◆ **LISTING**:

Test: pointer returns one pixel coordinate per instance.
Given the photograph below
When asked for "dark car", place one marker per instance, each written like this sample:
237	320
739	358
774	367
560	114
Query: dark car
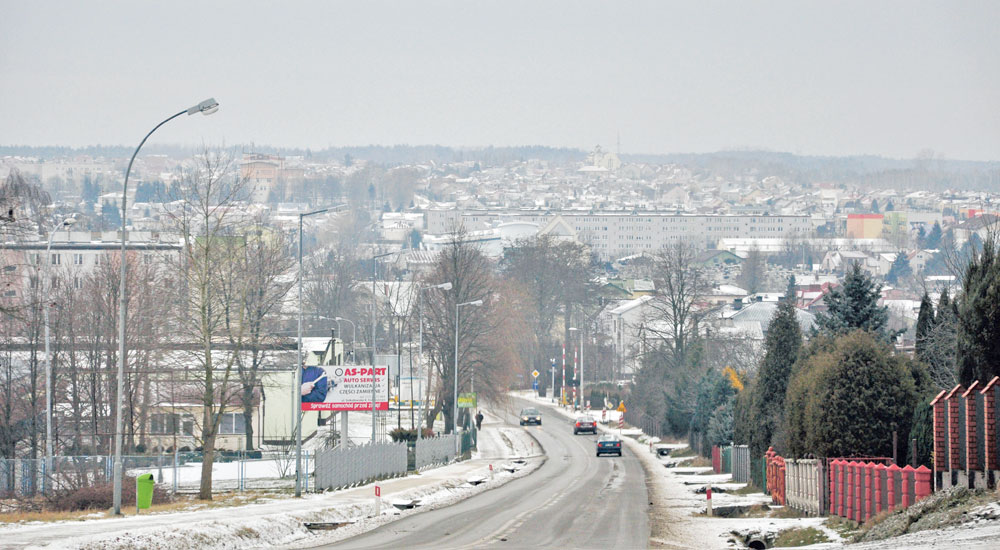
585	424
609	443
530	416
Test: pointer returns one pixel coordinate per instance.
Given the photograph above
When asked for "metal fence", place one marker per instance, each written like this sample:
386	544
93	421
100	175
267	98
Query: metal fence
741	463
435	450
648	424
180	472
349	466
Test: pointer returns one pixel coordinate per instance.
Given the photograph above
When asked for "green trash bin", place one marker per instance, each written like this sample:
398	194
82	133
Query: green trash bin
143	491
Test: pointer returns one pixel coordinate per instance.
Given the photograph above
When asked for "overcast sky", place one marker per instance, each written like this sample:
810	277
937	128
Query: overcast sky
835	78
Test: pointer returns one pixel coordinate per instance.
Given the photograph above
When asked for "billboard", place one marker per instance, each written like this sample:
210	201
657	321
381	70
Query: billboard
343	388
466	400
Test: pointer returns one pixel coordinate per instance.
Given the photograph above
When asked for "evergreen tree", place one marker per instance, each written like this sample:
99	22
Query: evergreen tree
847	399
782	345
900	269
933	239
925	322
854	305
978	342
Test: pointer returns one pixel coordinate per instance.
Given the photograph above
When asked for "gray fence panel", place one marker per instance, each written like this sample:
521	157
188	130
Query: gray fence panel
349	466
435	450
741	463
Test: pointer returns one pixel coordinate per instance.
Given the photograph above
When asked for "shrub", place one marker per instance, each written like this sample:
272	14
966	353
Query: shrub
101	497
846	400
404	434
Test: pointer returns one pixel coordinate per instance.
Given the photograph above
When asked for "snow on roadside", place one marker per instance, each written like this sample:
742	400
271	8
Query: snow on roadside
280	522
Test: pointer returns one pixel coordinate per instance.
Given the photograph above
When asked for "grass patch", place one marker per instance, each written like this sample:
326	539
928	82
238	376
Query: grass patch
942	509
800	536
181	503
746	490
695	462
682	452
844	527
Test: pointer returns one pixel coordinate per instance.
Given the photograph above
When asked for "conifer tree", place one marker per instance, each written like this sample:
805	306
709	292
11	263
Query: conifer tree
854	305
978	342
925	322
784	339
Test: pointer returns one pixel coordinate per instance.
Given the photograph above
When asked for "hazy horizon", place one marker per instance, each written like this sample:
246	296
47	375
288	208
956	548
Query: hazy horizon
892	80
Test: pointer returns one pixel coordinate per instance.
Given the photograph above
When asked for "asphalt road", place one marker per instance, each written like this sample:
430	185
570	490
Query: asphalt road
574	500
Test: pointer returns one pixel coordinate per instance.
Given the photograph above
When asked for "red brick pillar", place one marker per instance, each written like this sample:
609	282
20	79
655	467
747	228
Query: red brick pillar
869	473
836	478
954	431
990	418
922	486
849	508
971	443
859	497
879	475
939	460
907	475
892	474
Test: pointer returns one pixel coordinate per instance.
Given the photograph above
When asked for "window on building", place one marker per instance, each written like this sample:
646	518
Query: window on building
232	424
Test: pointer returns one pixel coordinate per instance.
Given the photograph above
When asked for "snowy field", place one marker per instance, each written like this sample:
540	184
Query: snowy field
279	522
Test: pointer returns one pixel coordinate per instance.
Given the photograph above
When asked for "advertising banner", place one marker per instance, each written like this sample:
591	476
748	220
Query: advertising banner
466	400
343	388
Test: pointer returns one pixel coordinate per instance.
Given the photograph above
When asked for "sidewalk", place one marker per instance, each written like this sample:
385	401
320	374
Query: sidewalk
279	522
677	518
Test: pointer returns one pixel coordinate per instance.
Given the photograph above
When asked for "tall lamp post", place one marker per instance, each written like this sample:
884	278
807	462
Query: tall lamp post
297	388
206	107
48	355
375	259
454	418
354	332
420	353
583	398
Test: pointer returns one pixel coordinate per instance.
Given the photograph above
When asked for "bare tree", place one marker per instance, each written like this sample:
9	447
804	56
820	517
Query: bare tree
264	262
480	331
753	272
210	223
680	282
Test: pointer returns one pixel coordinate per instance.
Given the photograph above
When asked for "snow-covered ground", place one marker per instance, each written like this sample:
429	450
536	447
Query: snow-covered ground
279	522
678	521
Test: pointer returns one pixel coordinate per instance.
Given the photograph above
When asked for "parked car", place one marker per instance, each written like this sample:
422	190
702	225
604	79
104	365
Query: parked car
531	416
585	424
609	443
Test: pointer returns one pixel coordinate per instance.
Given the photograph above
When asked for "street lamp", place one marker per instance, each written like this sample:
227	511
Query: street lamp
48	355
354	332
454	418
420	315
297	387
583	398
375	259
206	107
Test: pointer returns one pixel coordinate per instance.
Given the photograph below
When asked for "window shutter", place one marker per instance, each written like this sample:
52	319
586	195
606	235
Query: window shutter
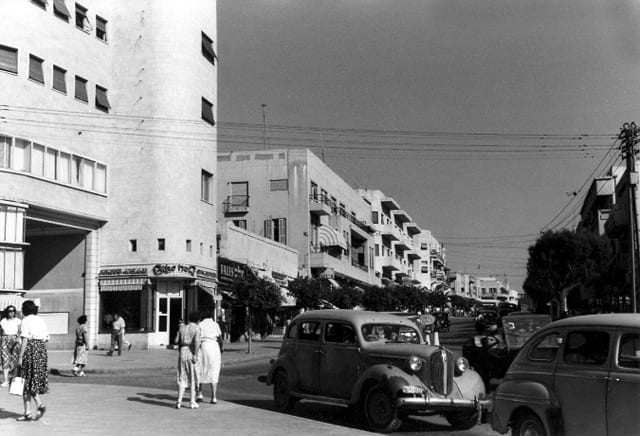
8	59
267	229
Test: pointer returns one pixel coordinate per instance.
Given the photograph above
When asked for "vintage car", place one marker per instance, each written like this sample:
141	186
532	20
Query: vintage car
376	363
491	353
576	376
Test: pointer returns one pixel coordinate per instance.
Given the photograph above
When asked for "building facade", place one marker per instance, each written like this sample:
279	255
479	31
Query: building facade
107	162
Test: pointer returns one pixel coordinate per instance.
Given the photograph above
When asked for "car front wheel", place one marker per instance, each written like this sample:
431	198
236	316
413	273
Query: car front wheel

...

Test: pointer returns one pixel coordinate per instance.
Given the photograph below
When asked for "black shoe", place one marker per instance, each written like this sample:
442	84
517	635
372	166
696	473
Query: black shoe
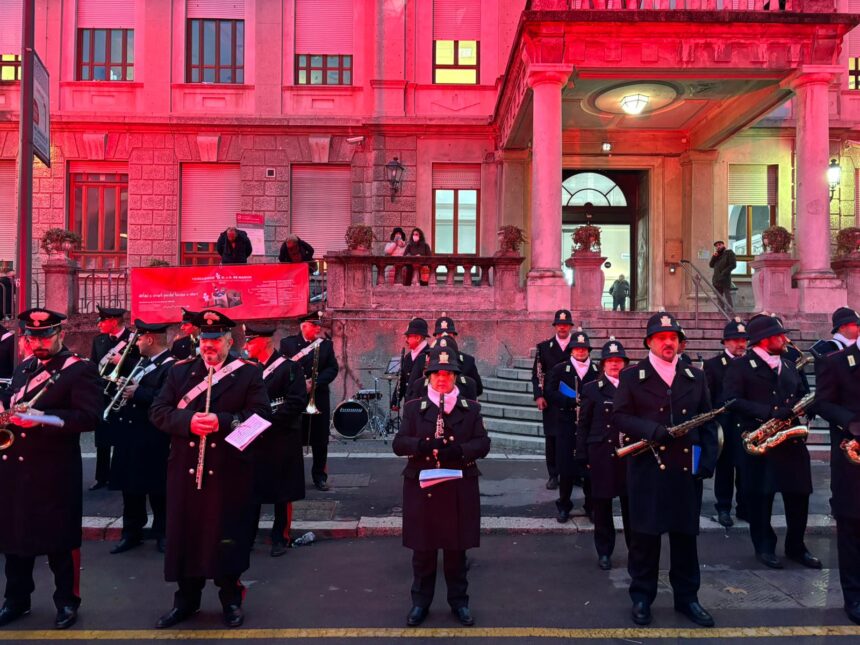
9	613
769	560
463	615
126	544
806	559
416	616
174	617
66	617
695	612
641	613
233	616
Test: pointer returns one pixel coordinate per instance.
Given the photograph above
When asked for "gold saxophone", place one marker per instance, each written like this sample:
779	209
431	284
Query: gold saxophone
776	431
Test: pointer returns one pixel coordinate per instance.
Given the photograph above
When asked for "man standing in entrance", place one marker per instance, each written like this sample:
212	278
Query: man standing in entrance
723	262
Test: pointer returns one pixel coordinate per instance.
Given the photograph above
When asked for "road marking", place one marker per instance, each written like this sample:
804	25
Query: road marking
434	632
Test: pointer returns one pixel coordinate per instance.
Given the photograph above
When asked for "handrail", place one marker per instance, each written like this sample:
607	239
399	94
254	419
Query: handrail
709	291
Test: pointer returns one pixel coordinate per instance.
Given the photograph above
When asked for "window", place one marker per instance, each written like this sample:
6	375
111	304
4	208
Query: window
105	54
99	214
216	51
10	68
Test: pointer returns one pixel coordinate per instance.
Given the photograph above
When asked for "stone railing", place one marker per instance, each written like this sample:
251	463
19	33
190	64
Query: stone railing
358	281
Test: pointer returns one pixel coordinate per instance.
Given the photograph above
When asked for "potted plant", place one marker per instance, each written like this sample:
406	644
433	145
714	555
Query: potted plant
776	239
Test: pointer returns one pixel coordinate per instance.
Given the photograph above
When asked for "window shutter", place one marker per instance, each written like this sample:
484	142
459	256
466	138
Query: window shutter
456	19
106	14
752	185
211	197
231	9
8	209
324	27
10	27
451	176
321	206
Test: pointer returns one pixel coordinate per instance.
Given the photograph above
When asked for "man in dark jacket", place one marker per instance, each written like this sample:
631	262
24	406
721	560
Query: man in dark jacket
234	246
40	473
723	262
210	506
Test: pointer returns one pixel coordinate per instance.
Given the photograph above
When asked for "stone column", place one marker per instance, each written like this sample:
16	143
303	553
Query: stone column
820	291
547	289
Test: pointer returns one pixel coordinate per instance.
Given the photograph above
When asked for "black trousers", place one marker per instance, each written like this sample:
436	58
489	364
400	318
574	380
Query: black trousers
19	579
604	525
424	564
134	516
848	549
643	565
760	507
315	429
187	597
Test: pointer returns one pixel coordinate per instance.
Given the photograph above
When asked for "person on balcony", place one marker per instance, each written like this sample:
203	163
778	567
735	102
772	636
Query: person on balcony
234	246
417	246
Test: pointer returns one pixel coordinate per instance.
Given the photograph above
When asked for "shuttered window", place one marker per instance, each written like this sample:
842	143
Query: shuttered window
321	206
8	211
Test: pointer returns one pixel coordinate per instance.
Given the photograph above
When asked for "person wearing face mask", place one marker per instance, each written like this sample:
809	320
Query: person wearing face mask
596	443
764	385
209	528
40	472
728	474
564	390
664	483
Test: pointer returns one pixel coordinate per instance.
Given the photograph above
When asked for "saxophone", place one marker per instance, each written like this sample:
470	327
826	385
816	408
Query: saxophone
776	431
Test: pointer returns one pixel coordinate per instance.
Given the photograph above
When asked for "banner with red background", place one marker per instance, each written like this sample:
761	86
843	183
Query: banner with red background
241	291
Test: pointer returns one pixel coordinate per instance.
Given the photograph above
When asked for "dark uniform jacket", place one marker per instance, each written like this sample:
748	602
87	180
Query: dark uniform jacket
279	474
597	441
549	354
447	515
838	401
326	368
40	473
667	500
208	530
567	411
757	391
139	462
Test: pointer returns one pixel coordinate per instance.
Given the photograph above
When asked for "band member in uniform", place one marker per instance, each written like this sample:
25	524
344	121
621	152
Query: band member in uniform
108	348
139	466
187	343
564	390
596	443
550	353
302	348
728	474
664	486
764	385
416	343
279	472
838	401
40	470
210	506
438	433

---

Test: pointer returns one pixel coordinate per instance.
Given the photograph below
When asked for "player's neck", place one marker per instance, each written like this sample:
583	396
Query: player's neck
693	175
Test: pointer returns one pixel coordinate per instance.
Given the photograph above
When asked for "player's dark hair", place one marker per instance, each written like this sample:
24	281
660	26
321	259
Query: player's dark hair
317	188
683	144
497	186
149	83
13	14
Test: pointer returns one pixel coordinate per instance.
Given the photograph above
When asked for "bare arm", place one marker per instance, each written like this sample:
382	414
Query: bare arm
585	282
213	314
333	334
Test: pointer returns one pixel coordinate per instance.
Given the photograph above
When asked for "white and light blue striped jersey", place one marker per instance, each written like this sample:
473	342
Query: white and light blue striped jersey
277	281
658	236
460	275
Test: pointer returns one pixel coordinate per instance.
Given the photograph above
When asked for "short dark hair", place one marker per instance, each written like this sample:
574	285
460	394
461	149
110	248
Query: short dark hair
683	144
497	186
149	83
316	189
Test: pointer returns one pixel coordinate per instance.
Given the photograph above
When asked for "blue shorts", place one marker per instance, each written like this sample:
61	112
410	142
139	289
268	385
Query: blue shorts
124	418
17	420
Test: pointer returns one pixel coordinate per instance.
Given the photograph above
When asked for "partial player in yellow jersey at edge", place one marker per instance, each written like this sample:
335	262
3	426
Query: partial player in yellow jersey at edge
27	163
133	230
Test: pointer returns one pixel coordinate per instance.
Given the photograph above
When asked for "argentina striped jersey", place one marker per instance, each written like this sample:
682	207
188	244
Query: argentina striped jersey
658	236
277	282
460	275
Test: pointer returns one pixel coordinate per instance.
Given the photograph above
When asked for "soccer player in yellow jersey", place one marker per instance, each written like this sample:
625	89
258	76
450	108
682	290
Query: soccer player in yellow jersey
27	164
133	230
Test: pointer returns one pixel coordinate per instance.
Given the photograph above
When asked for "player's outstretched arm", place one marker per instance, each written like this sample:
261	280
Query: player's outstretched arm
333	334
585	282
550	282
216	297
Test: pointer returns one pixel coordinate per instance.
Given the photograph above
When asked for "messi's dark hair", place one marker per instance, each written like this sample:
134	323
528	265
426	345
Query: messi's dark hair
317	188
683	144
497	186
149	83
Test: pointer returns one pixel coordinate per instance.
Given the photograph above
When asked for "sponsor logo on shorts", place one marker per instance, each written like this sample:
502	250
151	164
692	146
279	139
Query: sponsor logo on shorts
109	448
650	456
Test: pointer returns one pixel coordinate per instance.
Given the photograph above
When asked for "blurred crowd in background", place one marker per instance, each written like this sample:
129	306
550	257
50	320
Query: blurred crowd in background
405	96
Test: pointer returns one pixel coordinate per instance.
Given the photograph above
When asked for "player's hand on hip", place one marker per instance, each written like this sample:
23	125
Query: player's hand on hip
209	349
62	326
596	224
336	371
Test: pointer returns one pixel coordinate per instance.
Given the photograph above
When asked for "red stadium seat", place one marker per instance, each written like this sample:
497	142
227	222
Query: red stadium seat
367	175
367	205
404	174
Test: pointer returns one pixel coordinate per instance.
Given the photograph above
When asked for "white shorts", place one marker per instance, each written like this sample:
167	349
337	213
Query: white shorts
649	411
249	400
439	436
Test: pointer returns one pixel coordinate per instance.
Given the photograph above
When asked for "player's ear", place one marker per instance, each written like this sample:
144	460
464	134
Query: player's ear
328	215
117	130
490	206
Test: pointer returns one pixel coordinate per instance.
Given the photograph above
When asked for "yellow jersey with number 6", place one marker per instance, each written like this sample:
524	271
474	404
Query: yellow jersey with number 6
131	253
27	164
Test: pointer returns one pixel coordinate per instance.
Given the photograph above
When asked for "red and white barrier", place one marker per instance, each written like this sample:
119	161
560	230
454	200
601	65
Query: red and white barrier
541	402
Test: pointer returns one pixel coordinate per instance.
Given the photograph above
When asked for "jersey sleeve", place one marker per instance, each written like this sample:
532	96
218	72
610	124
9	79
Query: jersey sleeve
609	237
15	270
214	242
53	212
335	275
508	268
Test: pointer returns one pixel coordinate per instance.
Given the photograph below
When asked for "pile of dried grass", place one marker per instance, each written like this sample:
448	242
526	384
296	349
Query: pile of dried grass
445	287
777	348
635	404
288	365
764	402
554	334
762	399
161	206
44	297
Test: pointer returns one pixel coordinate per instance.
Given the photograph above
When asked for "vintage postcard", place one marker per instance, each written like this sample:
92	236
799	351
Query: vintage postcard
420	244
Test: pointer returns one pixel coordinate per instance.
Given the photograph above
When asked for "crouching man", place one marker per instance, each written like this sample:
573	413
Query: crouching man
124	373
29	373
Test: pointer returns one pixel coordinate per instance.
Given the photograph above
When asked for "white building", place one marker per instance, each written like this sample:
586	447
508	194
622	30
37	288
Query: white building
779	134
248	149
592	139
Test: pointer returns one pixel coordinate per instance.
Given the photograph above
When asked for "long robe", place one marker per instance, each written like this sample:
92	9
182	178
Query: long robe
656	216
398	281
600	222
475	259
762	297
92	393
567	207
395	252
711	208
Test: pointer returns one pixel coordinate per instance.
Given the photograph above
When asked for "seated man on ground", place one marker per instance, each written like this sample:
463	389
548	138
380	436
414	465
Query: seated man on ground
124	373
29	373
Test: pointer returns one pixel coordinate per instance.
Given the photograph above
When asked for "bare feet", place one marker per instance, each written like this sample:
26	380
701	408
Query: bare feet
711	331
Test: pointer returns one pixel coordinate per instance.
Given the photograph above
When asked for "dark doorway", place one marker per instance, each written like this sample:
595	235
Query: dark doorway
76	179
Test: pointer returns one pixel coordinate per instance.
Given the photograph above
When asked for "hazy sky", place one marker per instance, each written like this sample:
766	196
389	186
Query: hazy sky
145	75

◆ **WHAT IS ASKED**:
Which lines of the listing above contain the word "neck"? Copy each of those lines.

◆ **RESULT OF THE EXERCISE**:
When asked for "player's neck", place one marker per instance, each written like this sample:
Query: player's neck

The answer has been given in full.